(Teks yang Diberikan)
▼

Dari keempat penjelasan diatas, Robby menjelaskan, dapat disimpulkan garis kemiskinan (Rp401.220 per kapita per bulan) masih jauh dari layak sebagai paramater yang tepat untuk memotret realitas kemiskinan yang sesungguhnya. Oleh karena itu, Pemerintah sebaiknya jangan berpuas diri dengan angka kemiskinan versi GK yang dirilis BPS tersebut dan sebaiknya Pemerintah dan BPS sudah harus menyusun parameter baru yang lebih tepat dan mantep dalam memotret kemiskinan yang seutuhnya. Bank dunia saja sudah menggunakan pengeluaran 3,2 USD dan 5,5 USD per hari (setara Rp44.000 dan Rp77.000 per bulan), sebagai paramater kemiskinan.

▲

(Cuplikan Daftar)

▼

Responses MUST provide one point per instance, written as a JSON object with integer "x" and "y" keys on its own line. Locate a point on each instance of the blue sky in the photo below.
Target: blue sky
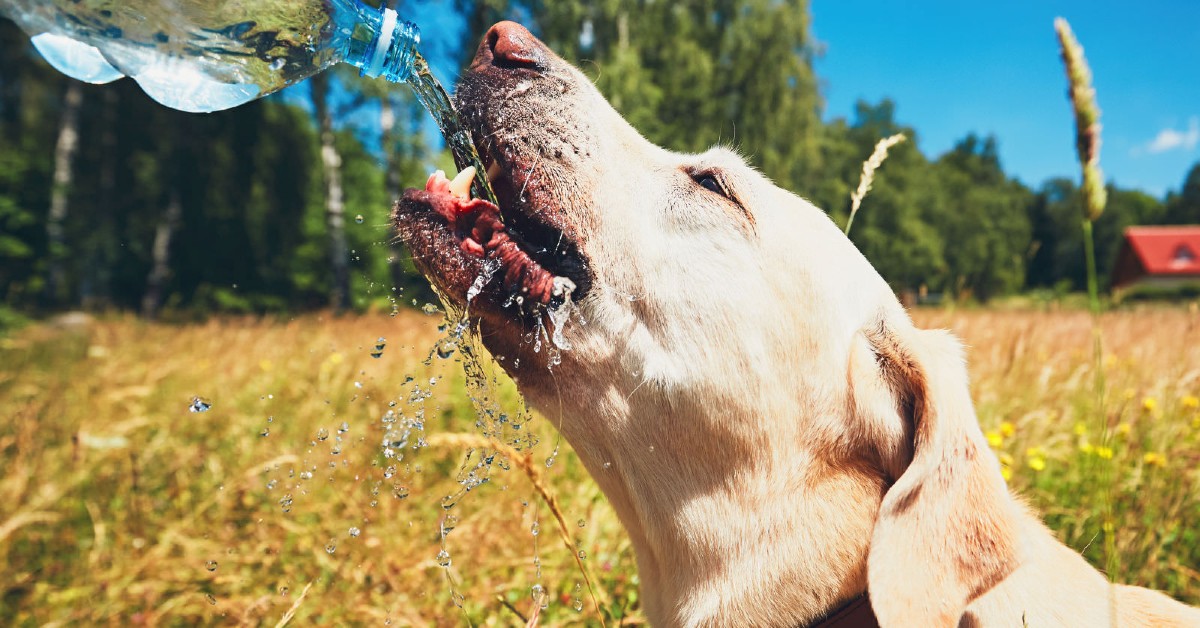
{"x": 955, "y": 67}
{"x": 993, "y": 67}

▲

(Tugas yang Dikerjakan)
Ketik ulang tanpa perubahan bagian teks tentang garis kemiskinan di atas, antara "Dari keempat penjelasan" dan "sebagai paramater kemiskinan.", termasuk kedua batas itu.

(Hasil yang Benar)
Dari keempat penjelasan diatas, Robby menjelaskan, dapat disimpulkan garis kemiskinan (Rp401.220 per kapita per bulan) masih jauh dari layak sebagai paramater yang tepat untuk memotret realitas kemiskinan yang sesungguhnya. Oleh karena itu, Pemerintah sebaiknya jangan berpuas diri dengan angka kemiskinan versi GK yang dirilis BPS tersebut dan sebaiknya Pemerintah dan BPS sudah harus menyusun parameter baru yang lebih tepat dan mantep dalam memotret kemiskinan yang seutuhnya. Bank dunia saja sudah menggunakan pengeluaran 3,2 USD dan 5,5 USD per hari (setara Rp44.000 dan Rp77.000 per bulan), sebagai paramater kemiskinan.